設問:
- 1) 教師の経験についての文章によると、授業はどのような場所で行われることが多いですか。
- 2) 教師の経験についての文章から、「そして重要なのは、経験を重ね」を含むところで始まり「すくなると考えられるのです。」で終わる部分を返してください。

本文抜粋:
══════════
そして重要なのは、経験を重ねたからといって、その差が縮まるとは限らないという点です。つまり、教師Aが5年、10年と継続して教え続けても、必ずしも教師Bの水準に近づくわけではないということです。
教師の場合、生徒のテスト結果という形で一見明確な成果のフィードバックが得られるように見えます。しかし、実際にはその成績が指導の質によるものか、生徒個別の事情によるものかの判別することは難しく、教師自身が自分の教え方の何が良かったのか、何が問題だったのかを把握するのは容易ではありません。
また、授業は他者の目が届かない閉鎖空間で行われることが多く、客観的なフィードバックを受ける機会も限られています。
そのため教師は学び直しや改善への意欲が薄れる傾向も指摘されており、経験を重ねるほど自己流に走りやすくなると考えられるのです。
══════════
データ内容:
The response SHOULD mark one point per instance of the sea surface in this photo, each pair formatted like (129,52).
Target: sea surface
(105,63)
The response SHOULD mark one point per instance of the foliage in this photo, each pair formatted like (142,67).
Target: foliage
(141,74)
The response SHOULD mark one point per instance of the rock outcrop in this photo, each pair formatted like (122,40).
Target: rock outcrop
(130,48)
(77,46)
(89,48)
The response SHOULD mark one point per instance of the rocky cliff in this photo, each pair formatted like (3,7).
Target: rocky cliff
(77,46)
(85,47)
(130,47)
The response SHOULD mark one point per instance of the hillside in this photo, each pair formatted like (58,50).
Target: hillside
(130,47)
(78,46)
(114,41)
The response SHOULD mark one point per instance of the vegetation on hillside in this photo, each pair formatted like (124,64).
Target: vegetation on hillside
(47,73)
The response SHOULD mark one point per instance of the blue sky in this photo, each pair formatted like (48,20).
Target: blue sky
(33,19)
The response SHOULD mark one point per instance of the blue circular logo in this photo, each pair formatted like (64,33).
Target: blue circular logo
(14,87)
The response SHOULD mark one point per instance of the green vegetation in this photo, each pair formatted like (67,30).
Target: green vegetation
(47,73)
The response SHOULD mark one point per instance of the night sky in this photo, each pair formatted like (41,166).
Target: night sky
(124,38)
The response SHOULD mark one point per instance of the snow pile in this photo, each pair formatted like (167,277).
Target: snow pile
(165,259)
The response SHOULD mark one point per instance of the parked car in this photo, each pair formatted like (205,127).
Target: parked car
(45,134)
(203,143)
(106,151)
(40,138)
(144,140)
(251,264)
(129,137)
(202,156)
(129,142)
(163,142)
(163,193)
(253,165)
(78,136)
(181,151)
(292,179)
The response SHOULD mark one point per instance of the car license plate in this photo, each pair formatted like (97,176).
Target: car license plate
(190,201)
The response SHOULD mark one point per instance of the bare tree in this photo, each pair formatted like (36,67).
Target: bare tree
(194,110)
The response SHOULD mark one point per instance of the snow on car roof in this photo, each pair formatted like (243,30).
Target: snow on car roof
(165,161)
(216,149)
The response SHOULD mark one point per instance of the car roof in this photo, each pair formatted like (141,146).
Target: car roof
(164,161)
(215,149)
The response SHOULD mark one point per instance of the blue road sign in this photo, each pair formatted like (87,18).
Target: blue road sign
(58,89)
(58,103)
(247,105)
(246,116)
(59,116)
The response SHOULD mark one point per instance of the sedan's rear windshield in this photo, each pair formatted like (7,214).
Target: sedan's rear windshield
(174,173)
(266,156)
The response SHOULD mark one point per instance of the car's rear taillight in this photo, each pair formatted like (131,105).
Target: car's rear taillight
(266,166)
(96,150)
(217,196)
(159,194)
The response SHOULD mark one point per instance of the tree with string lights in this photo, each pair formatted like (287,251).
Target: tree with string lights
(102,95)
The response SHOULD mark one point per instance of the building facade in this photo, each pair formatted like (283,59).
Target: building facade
══════════
解答:
- 1) 他者の目が届かない閉鎖空間です。

- 2)
そして重要なのは、経験を重ねたからといって、その差が縮まるとは限らないという点です。つまり、教師Aが5年、10年と継続して教え続けても、必ずしも教師Bの水準に近づくわけではないということです。
教師の場合、生徒のテスト結果という形で一見明確な成果のフィードバックが得られるように見えます。しかし、実際にはその成績が指導の質によるものか、生徒個別の事情によるものかの判別することは難しく、教師自身が自分の教え方の何が良かったのか、何が問題だったのかを把握するのは容易ではありません。
また、授業は他者の目が届かない閉鎖空間で行われることが多く、客観的なフィードバックを受ける機会も限られています。
そのため教師は学び直しや改善への意欲が薄れる傾向も指摘されており、経験を重ねるほど自己流に走りやすくなると考えられるのです。